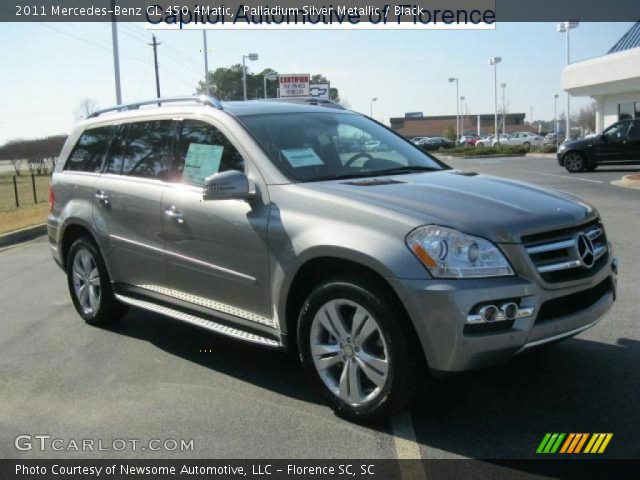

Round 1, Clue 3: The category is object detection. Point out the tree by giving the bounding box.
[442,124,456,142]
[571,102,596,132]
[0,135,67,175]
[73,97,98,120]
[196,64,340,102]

* AIM OF THE TASK
Rescale the items above by writing out every line again, leaving out the pictures. Multiply each bounding-box coordinate by 1.25 and round it to a whole number, with halves rounded up.

* RESPONSE TO THIS TASK
Round 1, Clue 3: The category is object detection. Point out the tree by giving the bounding box.
[553,155,570,178]
[714,128,745,165]
[0,169,84,219]
[91,121,123,150]
[245,80,425,128]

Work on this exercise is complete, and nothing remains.